▸ Your objective
Copy out the records in full, word for word, without pictures.

START Items

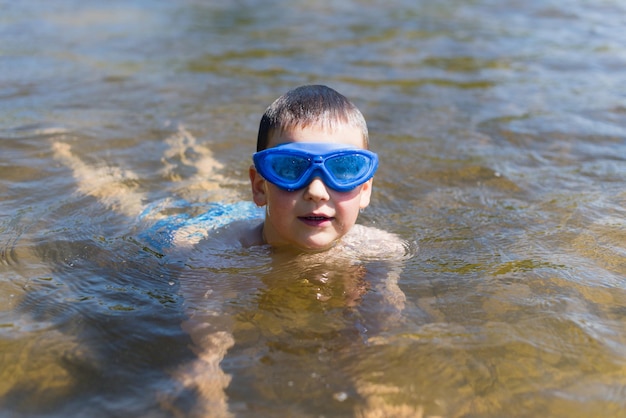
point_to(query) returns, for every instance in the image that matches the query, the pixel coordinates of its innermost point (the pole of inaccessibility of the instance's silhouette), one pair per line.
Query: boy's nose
(316, 190)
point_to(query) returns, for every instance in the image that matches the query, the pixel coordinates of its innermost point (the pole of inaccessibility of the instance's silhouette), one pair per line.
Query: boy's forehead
(342, 134)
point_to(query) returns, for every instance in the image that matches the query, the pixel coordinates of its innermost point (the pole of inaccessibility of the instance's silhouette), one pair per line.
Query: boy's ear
(366, 193)
(257, 183)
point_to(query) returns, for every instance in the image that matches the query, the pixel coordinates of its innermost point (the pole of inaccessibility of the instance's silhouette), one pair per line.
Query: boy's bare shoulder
(373, 243)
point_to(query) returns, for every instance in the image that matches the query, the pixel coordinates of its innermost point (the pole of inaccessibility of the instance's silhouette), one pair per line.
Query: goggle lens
(288, 167)
(346, 168)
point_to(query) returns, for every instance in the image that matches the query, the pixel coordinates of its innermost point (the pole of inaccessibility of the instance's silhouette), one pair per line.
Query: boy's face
(316, 216)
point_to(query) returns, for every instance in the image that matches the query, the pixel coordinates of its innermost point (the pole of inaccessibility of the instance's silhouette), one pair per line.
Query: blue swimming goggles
(293, 165)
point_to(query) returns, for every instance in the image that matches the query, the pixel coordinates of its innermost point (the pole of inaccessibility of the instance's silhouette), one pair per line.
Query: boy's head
(315, 106)
(312, 147)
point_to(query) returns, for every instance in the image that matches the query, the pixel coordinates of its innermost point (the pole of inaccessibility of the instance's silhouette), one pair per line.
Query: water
(502, 135)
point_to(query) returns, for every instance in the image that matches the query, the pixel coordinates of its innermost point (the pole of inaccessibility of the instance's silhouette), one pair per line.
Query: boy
(311, 205)
(312, 173)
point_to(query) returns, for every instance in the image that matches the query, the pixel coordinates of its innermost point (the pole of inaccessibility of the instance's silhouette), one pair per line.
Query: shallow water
(501, 128)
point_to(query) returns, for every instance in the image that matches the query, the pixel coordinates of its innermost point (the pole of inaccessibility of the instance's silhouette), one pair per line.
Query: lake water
(501, 127)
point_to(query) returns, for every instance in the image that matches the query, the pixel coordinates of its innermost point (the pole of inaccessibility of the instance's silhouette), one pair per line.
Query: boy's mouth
(315, 219)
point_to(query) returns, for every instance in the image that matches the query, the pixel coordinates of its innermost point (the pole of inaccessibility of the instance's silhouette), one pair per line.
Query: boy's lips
(315, 219)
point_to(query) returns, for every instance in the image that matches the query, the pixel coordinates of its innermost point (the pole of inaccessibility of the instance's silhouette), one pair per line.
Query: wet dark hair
(307, 106)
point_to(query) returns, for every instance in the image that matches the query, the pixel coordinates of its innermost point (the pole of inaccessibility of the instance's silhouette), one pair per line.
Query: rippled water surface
(501, 127)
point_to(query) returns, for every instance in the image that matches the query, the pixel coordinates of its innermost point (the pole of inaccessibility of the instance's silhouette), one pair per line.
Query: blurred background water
(501, 127)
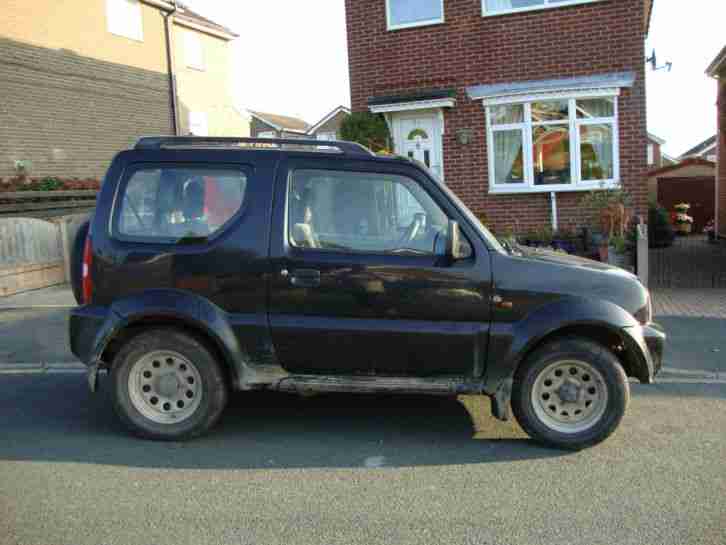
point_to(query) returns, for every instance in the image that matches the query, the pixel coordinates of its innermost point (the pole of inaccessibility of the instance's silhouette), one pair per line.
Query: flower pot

END Items

▸ Output of the task
point_to(query) returns, for every instance in the image that matches the query, the pixel coordinates of its innermost point (the pole of inaccessibility of the instance's silhouette), one pair per line.
Query: boy's nose
(316, 190)
point_to(query) returns, for every instance in the image that matches the query, the pixel coordinates of its innermost point (the pole of inaccessibility of the instance's silhouette), one pair per line.
Query: boy's forehead
(342, 134)
point_to(query) returns, for every instance in the image that matches the query, the pixel coordinates of its innermost point (the pole of inaccessibility of the instance's silhouette), one pair per line.
Query: boy's ear
(366, 193)
(257, 183)
point_to(query) returns, for every instance in the image that matches the query, the pixel coordinates of its innermost point (the pole of inaccessibility of the instance's silhouette), one pair per line.
Query: boy's bare shoulder
(373, 243)
point_to(query) returns, for every instance in the image that matches the query, the pixel coordinates of its innermost point (the pole of inaccessibility of the instance's silhouette), one pair per line.
Query: goggle lens
(288, 167)
(346, 168)
point_to(query) returns, for every instance in the image that matches the query, the pixel coordinates of its innermost point (the pole of inaccessibility of the instance's silhouette), one pair per line.
Query: boy's face
(316, 216)
point_to(query) returns, for every instance in the image that matches the query, the pixel coordinates of its innermost point (the pole of inaccessibility of the instance's silhouette), one pair per line.
Query: blue swimming goggles
(293, 165)
point_to(query) returns, for every instance in the image that matches the query, the pixel coordinates of its innermost point (the pole of inaccessibility of the instance's silhouette), one pair per line.
Query: boy's head
(315, 106)
(312, 147)
point_to(query) returns, for every instance in the image that matches the query, the pixel coordinates of its innermost point (the pole of inaccessibility of the instance's silhouette), one pair per line.
Query: water
(502, 135)
point_to(query) returns, for every instance in the image that matches the query, the pixel coordinates of its innermost point (the pole of inaccessibility of the instance's silhouette), one pair per line.
Query: boy
(311, 205)
(312, 173)
point_to(query) returns, for every instance in the image that matches the query, the pixel coordinates of its innermost point (the pole of inaccessibility of the instance's silhouette), one pair per line.
Query: shallow water
(501, 128)
point_to(query) returns, for every instance in the image that matches the query, the pixel coordinates of its innermost point (the pole of inaccessibility of the instance's silhouette), one pair per line.
Query: lake water
(501, 127)
point_to(query) returns, for every instance in the image that matches the query, the pixel coordinates of its innermost point (the pole of inaccessibility of the instance's silhouette), one pair per line.
Query: boy's mouth
(315, 219)
point_to(query) returns, for every instance in the image that matches the query, the pixel coordinates of its innermost point (the pole of inaccessibility of the instance's silhouette), one pair per line.
Query: boy's lips
(315, 219)
point_to(query) returns, for every instance in the image that matches the query, the pixel coordinates of its innermost point (the pole of inaccessibility of the instance's silhouette), one pair per line.
Query: wet dark hair
(307, 106)
point_to(query) returns, for every instance in the image that matches the query, the pixel coordinates of its innermost point (the pole of inaccessibility of the instance's silhouette), one pair per line.
Query: rippled water surface
(501, 127)
point_to(query) returns, for every instance in the image that matches the query, the pixel coordinates of its innermost point (the pole of inaccessibility of the instance's silhouette), one pair per line.
Query: blurred background water
(501, 127)
point_to(query) returns, for every instance in the image that matches the query, the pixel coordinates of its innermost point (the pole of inaccessibility of the instance's silhouette), one pair per line.
Query: flower pot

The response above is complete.